Supplied passage →
Content starts
The 3D model also provokes discussions between villagers and authorities about other touchy issues, such as illegal gold mining, the zoning of forests for use by the villagers, and access routes used by hunters and loggers from outside the commune. Plans are made to follow up on these issues.
A stimulating, constructive tool
This is only the second time in Vietnam that such a tool has been used in conservation. But it's been so successful that forest officials have asked to do the same in other villages and communes.
"The policy of Quang Nam province is to dismantle state forest enterprises and reallocate forest land to the ethnic minorities," says James Hardcastle. "Forest officials recognize that the 3D model can be an effective — not to mention easy and cheap — way to work with local people as they implement this."
"This is an extremely important opportunity for conservation because it involves communities in managing their own forests," he adds. "Strictly protected areas that prohibit people from using forests don’t work in Vietnam."
Content ends
Dataset records →
Content starts
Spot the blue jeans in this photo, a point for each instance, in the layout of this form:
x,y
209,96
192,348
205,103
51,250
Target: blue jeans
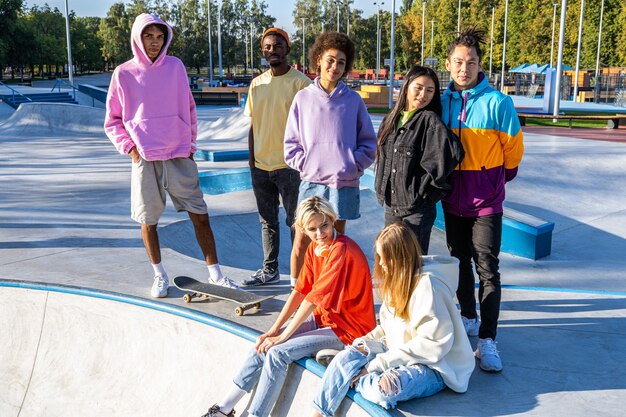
x,y
346,200
407,382
269,369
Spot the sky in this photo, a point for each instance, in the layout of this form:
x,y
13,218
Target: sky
x,y
276,8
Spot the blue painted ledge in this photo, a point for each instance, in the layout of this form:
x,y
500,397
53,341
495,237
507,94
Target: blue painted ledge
x,y
222,156
522,234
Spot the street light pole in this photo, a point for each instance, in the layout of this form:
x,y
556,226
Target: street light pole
x,y
493,9
210,47
432,37
559,61
392,55
303,49
423,24
553,28
599,42
378,4
506,21
69,44
580,35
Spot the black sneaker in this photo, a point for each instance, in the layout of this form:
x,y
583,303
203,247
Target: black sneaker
x,y
261,277
214,411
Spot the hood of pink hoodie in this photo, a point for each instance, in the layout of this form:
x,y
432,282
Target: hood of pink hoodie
x,y
141,57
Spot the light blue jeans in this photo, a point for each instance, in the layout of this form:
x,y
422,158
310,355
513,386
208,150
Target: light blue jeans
x,y
407,382
269,369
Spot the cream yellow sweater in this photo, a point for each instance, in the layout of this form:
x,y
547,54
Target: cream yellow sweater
x,y
434,336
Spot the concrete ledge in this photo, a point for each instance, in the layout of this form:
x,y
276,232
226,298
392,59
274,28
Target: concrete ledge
x,y
73,349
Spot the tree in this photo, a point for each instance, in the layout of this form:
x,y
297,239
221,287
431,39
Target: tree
x,y
8,17
114,33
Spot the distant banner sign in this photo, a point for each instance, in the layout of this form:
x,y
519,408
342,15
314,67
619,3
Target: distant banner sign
x,y
431,62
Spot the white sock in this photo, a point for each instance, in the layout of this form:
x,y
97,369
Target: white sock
x,y
215,274
232,398
158,269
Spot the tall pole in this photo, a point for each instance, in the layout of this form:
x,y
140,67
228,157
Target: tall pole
x,y
493,13
210,46
378,4
580,35
392,62
553,28
432,37
423,24
251,50
219,41
303,48
599,42
69,44
506,22
559,60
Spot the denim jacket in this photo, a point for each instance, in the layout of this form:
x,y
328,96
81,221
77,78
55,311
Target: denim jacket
x,y
415,162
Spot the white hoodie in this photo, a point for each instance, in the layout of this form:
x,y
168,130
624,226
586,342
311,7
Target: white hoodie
x,y
434,336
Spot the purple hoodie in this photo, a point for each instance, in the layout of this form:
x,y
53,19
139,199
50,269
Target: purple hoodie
x,y
149,104
329,138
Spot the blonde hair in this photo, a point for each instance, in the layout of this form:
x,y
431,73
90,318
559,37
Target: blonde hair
x,y
311,206
403,261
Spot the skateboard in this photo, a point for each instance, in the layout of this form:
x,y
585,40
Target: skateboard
x,y
245,299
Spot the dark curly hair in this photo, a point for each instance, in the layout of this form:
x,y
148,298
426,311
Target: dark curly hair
x,y
332,40
470,38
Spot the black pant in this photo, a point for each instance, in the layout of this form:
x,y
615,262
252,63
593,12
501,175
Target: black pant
x,y
478,239
267,187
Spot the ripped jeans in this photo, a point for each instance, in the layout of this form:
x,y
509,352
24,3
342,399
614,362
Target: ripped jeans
x,y
385,389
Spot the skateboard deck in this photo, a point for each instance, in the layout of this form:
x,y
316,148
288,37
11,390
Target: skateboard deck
x,y
245,300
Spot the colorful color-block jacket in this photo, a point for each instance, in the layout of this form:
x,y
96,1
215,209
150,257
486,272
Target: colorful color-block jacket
x,y
486,122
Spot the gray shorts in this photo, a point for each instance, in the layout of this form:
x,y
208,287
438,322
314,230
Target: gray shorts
x,y
150,180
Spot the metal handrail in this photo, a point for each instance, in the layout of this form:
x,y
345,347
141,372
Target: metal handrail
x,y
60,81
14,91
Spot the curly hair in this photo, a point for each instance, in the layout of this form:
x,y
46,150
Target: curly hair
x,y
332,40
470,38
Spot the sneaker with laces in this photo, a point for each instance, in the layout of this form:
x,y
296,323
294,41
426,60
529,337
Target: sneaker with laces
x,y
471,326
488,355
325,356
225,282
159,286
260,277
214,411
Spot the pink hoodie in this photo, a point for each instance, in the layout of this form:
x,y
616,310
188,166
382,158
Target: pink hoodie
x,y
149,104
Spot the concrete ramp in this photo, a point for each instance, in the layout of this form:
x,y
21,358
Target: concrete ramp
x,y
38,119
69,351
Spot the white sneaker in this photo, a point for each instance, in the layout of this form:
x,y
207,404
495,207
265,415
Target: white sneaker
x,y
471,326
225,282
488,354
159,287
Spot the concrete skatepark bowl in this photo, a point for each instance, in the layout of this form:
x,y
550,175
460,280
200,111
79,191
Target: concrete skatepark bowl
x,y
81,336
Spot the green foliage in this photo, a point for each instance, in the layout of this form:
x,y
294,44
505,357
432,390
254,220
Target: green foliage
x,y
34,38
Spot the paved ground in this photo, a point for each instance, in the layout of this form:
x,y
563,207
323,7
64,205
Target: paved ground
x,y
64,203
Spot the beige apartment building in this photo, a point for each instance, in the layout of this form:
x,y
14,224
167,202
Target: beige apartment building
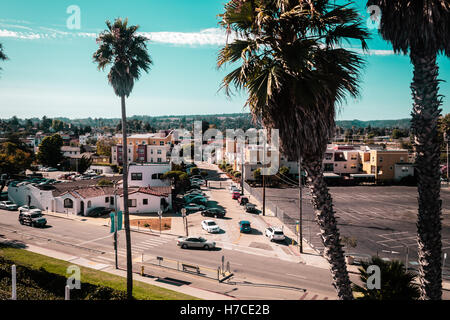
x,y
382,163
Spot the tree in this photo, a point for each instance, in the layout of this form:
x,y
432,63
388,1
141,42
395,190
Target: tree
x,y
295,71
421,29
50,151
121,47
396,283
13,159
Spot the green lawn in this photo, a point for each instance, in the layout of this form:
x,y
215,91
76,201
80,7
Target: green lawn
x,y
142,291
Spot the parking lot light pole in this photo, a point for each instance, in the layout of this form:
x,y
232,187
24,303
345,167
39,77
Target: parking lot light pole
x,y
300,234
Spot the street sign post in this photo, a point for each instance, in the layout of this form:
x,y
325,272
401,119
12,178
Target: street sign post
x,y
160,216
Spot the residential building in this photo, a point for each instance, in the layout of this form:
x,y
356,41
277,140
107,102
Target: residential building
x,y
381,163
148,174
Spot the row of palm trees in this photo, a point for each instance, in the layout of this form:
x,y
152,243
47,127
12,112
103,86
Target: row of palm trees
Content ends
Problems to solve →
**A.** According to the 3D model passage, what is the policy of Quang Nam province?
**B.** Reproduce the 3D model passage word for word, from "The 3D model also" up to and including "villages and communes.".

Answers to this exercise →
**A.** To dismantle state forest enterprises and reallocate forest land to the ethnic minorities.

**B.**
The 3D model also provokes discussions between villagers and authorities about other touchy issues, such as illegal gold mining, the zoning of forests for use by the villagers, and access routes used by hunters and loggers from outside the commune. Plans are made to follow up on these issues.
A stimulating, constructive tool
This is only the second time in Vietnam that such a tool has been used in conservation. But it's been so successful that forest officials have asked to do the same in other villages and communes.